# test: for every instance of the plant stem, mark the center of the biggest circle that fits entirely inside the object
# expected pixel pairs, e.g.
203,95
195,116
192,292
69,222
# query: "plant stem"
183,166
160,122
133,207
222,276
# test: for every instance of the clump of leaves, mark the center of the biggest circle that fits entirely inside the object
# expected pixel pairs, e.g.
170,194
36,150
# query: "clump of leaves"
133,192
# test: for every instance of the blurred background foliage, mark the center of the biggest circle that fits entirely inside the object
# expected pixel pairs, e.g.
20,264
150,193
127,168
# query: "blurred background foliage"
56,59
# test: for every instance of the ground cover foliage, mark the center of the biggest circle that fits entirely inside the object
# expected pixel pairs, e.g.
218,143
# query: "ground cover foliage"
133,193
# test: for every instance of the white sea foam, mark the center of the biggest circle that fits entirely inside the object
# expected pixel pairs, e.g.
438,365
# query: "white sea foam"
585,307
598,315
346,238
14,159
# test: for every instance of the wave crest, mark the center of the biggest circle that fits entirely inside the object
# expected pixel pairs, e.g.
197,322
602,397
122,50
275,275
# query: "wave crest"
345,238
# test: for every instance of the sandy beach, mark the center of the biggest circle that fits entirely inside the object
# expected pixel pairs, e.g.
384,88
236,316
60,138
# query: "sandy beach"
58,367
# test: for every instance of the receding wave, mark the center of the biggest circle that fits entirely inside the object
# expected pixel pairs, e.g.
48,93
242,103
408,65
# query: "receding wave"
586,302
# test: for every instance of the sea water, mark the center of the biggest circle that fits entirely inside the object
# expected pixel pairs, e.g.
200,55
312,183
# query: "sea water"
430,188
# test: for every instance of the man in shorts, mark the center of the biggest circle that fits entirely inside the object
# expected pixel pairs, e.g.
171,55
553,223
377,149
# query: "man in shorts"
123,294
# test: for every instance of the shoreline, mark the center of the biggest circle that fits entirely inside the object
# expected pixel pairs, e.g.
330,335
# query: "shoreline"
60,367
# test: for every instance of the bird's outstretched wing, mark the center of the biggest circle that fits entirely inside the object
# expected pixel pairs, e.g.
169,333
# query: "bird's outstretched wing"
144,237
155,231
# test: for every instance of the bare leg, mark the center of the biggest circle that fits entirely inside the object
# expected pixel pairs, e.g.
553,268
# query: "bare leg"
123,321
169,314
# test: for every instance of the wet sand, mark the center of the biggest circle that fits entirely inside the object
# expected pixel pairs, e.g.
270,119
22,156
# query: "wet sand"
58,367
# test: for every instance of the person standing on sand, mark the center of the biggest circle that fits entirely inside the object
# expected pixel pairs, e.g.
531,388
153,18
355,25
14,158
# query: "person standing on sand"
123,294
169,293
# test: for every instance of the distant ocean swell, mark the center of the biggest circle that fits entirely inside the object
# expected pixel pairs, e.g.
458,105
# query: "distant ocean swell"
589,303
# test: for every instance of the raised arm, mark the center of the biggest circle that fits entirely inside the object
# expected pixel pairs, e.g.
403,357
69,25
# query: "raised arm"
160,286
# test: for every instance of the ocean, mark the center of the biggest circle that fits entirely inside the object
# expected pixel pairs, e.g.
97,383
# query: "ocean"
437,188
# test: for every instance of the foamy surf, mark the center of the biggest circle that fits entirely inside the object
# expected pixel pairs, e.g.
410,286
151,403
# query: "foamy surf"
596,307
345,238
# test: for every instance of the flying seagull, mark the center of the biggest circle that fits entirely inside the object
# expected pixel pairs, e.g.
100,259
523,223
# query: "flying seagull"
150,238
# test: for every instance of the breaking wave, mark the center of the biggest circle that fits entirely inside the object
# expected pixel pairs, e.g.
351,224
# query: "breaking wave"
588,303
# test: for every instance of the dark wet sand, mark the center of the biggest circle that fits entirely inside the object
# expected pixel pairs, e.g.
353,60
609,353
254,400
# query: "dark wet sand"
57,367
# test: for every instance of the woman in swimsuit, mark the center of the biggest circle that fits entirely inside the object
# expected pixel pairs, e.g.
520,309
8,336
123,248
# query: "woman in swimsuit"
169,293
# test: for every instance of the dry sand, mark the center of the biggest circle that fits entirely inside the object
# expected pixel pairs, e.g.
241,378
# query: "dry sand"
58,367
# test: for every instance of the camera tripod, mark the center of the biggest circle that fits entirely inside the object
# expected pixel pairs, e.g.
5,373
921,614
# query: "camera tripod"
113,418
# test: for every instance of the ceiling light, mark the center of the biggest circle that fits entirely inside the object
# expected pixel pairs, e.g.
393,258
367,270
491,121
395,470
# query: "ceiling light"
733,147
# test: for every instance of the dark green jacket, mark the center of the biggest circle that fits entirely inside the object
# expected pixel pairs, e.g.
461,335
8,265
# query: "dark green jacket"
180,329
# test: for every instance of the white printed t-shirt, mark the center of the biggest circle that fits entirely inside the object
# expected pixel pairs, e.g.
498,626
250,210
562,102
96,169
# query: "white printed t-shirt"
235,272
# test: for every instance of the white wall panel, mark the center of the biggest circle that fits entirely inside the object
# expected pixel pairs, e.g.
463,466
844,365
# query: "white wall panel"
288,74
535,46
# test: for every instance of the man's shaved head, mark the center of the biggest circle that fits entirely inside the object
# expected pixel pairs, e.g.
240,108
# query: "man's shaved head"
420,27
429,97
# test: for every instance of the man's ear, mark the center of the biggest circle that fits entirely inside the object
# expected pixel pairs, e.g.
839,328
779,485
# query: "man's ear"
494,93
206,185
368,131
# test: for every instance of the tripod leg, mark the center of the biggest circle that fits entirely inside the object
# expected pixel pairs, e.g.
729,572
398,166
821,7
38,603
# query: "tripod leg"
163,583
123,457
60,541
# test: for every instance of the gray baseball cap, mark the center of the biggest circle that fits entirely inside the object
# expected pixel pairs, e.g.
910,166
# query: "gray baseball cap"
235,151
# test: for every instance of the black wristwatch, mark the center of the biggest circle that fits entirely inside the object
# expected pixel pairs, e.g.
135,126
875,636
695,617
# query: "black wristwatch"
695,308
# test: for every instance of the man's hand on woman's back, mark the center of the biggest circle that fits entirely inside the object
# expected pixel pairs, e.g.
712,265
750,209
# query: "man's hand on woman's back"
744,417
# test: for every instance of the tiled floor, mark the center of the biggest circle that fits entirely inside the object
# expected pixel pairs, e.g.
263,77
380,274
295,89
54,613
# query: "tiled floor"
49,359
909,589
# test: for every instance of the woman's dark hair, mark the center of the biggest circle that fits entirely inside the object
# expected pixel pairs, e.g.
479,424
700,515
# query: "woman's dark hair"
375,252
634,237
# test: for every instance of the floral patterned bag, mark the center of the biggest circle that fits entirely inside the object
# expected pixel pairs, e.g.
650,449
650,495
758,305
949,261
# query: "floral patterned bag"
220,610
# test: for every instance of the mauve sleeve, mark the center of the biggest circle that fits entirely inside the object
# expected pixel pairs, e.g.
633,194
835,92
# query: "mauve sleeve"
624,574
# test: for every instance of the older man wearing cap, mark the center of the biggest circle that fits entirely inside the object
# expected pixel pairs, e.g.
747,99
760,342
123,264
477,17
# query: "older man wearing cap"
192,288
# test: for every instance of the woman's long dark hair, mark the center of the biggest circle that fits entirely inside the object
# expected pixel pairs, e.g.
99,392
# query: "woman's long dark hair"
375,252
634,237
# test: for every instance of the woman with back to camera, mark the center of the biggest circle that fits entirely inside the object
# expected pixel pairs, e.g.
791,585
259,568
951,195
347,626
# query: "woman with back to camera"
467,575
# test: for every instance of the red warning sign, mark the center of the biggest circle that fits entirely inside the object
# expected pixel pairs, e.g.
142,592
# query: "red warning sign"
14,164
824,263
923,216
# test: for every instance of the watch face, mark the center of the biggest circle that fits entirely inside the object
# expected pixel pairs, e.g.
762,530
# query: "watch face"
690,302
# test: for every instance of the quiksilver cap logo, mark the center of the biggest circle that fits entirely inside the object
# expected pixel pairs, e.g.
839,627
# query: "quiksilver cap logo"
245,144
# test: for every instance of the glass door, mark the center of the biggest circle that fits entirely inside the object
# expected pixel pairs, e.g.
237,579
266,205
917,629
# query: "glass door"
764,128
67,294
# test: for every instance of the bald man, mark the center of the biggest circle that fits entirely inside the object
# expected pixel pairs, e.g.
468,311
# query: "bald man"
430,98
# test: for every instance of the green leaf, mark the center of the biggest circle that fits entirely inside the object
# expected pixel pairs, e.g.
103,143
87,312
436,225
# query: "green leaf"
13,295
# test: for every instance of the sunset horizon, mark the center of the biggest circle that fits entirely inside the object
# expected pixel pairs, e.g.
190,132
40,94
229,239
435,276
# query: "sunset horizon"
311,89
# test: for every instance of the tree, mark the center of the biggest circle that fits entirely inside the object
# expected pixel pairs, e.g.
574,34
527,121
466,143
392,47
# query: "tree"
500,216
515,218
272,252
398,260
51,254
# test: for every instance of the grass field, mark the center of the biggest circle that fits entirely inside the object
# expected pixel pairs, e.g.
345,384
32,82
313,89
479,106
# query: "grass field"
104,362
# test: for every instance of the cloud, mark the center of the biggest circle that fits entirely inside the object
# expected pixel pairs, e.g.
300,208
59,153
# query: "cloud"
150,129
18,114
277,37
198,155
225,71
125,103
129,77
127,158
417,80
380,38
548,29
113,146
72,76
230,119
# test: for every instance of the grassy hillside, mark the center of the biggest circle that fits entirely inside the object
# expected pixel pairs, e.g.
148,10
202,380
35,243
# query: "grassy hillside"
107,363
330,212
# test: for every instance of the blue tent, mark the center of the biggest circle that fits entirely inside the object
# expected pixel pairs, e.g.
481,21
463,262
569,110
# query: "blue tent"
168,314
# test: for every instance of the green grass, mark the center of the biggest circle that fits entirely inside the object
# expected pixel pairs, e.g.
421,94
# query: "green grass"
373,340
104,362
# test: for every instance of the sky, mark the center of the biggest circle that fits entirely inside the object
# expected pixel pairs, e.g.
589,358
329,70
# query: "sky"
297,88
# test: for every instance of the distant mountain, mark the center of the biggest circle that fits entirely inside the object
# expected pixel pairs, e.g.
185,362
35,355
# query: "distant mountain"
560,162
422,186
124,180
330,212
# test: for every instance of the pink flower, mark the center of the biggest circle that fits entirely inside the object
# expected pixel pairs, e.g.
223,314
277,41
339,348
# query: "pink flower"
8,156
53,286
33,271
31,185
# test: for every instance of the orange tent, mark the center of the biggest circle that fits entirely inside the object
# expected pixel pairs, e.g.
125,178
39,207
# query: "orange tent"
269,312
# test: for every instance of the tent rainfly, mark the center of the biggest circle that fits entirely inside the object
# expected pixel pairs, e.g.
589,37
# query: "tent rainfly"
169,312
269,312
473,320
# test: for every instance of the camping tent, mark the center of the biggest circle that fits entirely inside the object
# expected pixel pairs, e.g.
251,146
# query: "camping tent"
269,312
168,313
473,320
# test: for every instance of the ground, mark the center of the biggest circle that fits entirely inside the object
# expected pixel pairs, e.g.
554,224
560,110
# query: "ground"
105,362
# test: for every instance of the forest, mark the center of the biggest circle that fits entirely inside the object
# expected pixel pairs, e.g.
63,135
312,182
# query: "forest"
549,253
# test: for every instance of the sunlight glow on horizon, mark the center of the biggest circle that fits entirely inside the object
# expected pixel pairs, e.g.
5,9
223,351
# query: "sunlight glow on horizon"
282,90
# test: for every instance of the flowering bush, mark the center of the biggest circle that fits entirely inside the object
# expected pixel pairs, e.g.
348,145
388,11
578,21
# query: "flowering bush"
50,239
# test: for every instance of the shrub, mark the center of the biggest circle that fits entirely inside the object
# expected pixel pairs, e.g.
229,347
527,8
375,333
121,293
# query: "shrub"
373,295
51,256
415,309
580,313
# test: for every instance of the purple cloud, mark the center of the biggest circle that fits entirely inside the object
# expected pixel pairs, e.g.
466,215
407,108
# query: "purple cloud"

- _Task brief_
Print exactly the lines from the one with "# test: for every instance of the sunlight" through the end of the data, inclusive.

- _Result of this task_
# test: for every instance of the sunlight glow on horizon, mark the center of the biggest circle that fits entirely inside the object
# expected pixel pairs, e.g.
5,9
223,351
# query: "sunlight glow on horizon"
282,90
# test: for every instance of the flowering bush, mark the center of the biggest circle that fits entirely inside the object
# expected pixel pairs, e.g.
348,145
388,11
578,21
# query: "flowering bush"
50,239
# test: for every instance of the shrub, mark the center of the biggest circle that fits entirely inside the object
# expected pixel pairs, e.g.
229,347
527,8
375,333
121,293
# query: "shrub"
373,295
51,256
415,309
580,313
# test: for every instance of the purple cloud, mark the center of the biggest circle that fits entirely inside the object
# expected pixel pairs, e.g.
466,215
407,108
# query: "purple cloud"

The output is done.